Count the lines in the items below that contain the string "positive", and give only that number.

■ ■ ■ ■

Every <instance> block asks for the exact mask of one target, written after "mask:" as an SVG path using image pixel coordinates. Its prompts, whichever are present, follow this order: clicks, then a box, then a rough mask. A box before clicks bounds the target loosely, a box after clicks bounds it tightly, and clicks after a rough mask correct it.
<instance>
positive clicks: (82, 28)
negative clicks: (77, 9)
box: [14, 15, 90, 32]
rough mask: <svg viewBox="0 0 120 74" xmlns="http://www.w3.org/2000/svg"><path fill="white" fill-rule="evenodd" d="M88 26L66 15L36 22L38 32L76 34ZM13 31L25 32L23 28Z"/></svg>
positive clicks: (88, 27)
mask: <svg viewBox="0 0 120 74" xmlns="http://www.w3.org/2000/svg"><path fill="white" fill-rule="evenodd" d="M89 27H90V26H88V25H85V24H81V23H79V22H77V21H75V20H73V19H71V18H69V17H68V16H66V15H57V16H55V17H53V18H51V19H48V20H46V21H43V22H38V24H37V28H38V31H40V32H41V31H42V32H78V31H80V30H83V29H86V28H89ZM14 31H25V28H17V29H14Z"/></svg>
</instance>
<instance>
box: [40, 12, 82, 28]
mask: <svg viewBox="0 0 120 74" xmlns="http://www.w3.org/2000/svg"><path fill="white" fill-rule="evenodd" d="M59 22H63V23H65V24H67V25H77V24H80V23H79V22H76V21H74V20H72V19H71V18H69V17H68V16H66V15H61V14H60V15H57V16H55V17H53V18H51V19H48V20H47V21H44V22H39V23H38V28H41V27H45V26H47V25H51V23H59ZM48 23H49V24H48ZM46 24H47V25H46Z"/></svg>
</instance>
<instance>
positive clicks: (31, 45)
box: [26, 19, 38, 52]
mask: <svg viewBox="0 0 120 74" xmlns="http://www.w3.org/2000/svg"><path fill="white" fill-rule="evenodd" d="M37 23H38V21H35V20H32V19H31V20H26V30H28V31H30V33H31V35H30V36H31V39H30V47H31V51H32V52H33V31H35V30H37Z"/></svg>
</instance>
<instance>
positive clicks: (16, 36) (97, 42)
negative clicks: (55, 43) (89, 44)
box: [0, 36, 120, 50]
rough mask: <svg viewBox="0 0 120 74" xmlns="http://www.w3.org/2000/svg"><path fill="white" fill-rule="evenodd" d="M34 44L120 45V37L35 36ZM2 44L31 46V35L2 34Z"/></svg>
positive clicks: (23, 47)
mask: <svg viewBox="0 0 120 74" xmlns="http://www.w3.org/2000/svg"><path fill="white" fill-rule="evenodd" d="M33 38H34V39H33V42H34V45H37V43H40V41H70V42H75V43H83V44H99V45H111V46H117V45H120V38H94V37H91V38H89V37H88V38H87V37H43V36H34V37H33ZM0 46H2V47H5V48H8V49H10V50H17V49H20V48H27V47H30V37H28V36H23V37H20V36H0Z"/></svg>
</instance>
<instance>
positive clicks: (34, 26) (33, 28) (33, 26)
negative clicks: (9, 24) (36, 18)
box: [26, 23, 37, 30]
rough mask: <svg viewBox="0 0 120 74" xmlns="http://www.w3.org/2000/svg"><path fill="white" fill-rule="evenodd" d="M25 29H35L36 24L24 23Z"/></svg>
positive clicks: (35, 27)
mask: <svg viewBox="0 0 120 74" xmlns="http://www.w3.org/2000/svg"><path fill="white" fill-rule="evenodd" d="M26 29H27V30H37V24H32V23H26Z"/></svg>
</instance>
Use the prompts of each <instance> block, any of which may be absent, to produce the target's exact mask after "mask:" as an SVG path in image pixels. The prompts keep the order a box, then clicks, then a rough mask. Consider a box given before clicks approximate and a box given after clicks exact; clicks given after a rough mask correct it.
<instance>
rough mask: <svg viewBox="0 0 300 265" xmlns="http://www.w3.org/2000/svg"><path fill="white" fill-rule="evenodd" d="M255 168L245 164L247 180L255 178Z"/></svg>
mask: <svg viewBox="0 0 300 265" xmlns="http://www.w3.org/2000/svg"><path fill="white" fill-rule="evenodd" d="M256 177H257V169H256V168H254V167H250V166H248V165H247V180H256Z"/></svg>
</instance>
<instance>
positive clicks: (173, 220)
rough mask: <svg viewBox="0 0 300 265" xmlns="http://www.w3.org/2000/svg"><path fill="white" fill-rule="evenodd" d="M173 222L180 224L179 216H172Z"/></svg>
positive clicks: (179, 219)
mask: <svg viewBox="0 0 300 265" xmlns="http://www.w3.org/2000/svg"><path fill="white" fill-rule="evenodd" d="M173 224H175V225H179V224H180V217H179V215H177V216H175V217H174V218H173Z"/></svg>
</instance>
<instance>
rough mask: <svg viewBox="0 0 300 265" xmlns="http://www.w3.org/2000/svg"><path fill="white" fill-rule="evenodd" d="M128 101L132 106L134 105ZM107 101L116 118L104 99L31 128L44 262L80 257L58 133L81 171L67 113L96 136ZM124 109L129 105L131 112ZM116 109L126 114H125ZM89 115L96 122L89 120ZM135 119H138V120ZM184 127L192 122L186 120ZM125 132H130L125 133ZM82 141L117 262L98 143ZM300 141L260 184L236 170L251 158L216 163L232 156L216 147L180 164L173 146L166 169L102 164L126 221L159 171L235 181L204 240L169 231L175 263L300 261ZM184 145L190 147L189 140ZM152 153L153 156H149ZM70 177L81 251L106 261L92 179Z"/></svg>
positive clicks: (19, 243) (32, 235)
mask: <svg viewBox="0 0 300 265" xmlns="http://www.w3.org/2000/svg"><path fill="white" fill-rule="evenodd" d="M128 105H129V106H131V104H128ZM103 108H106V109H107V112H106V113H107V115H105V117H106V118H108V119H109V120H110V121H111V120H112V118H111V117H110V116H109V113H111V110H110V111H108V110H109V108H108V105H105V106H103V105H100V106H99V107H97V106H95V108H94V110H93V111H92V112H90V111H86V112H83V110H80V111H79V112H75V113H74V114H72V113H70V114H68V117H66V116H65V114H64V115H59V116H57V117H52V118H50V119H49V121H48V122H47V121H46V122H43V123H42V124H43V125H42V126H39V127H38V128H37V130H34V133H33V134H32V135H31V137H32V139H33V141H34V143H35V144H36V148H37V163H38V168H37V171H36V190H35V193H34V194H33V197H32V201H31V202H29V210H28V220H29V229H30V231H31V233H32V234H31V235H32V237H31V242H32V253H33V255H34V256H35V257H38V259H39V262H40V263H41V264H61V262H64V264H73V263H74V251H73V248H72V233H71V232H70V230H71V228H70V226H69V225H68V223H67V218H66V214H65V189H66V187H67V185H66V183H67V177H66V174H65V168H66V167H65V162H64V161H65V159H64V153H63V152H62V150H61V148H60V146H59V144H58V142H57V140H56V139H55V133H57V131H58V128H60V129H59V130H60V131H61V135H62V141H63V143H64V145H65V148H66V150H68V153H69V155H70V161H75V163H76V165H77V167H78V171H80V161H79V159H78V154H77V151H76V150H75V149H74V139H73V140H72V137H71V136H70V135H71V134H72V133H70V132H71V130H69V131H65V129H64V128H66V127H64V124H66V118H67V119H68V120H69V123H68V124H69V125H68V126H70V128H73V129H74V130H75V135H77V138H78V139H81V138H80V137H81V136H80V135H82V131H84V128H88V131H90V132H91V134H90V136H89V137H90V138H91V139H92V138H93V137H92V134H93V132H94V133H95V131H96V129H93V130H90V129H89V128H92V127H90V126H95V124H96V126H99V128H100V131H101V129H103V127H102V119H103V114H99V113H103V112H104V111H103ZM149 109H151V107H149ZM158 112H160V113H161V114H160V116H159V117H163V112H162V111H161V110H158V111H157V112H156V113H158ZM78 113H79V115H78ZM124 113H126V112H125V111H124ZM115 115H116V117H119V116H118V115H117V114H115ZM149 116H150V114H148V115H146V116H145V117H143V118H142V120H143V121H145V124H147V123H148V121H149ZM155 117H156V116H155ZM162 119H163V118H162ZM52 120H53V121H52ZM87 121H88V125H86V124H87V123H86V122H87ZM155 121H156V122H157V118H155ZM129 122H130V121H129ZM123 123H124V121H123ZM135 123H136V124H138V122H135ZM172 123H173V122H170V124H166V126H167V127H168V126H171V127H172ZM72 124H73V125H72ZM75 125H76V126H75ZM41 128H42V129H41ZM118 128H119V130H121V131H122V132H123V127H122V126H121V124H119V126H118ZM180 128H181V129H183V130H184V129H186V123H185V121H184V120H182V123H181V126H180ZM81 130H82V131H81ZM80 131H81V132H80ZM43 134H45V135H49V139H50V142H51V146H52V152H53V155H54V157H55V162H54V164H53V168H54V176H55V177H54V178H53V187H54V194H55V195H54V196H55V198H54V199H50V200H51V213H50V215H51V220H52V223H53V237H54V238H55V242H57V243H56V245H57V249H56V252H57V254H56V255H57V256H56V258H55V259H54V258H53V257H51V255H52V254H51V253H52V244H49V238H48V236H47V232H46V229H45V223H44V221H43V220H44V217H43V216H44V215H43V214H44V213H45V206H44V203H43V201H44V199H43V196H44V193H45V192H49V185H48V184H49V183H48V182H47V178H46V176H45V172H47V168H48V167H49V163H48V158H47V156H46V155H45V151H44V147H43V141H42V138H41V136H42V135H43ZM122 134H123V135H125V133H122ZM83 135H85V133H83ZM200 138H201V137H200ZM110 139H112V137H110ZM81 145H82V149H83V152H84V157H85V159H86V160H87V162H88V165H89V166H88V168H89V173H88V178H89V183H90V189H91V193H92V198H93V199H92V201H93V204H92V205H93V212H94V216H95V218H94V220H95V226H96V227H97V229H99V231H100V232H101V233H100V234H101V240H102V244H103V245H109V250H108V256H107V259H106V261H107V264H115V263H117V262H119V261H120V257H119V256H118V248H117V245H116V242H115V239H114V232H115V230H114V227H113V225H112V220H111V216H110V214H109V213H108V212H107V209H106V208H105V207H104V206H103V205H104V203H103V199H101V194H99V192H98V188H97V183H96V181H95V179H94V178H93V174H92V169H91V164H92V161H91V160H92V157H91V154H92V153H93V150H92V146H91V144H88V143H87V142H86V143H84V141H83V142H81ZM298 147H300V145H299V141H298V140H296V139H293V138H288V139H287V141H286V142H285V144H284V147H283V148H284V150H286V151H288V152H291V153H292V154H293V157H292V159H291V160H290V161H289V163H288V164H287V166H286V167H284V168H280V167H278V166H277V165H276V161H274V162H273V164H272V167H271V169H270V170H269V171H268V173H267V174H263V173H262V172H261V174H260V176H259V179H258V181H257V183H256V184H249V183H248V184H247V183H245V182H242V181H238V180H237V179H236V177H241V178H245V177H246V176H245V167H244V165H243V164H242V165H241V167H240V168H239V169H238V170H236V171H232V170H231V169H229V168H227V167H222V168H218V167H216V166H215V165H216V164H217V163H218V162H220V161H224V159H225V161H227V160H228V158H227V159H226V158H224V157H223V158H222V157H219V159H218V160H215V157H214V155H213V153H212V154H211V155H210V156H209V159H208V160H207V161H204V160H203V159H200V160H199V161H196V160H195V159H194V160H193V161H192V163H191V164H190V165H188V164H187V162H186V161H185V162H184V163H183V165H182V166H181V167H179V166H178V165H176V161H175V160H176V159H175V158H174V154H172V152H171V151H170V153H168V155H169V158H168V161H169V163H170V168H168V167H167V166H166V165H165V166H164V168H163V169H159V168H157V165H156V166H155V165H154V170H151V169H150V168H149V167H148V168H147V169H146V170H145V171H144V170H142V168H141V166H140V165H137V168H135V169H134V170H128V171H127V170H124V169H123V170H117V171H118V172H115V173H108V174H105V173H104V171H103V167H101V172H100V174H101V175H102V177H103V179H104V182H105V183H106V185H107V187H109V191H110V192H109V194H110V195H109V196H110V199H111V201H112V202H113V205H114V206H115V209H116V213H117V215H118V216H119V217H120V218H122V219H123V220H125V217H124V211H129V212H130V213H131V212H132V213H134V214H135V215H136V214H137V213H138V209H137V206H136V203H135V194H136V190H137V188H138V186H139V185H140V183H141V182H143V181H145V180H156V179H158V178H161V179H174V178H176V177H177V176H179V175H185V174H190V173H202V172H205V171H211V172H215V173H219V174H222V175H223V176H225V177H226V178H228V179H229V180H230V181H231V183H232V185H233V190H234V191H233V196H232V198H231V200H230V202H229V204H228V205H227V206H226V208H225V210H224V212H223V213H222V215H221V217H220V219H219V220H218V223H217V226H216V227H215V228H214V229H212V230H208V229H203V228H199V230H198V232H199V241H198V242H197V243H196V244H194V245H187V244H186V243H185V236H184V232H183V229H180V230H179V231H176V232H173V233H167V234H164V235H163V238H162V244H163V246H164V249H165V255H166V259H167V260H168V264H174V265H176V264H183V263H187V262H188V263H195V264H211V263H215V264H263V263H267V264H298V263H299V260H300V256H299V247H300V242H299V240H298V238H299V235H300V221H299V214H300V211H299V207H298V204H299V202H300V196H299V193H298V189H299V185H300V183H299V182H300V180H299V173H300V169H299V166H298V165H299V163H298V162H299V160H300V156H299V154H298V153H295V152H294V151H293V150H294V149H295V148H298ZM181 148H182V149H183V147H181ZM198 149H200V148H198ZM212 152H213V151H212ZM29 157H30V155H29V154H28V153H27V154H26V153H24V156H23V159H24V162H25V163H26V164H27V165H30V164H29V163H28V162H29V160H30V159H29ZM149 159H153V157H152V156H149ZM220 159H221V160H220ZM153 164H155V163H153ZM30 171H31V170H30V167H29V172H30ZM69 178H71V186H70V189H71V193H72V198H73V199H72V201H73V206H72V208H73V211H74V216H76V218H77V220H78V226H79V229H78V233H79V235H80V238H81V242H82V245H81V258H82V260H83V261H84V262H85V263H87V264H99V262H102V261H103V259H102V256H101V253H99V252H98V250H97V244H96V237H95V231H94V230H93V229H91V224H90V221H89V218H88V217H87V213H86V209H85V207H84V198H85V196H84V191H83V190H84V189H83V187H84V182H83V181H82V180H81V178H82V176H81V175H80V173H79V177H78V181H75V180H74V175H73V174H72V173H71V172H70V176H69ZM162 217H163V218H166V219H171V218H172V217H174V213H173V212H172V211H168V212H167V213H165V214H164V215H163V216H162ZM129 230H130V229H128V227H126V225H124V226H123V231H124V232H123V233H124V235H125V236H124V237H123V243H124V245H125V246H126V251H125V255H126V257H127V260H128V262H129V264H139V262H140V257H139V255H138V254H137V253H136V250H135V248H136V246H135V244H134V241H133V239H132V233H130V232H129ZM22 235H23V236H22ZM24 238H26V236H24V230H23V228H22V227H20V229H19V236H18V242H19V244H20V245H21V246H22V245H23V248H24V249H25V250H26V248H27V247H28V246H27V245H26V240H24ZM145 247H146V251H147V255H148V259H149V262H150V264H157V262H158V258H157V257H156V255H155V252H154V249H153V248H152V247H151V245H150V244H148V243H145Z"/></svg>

■ ■ ■ ■

- RESPONSE TO THIS TASK -
10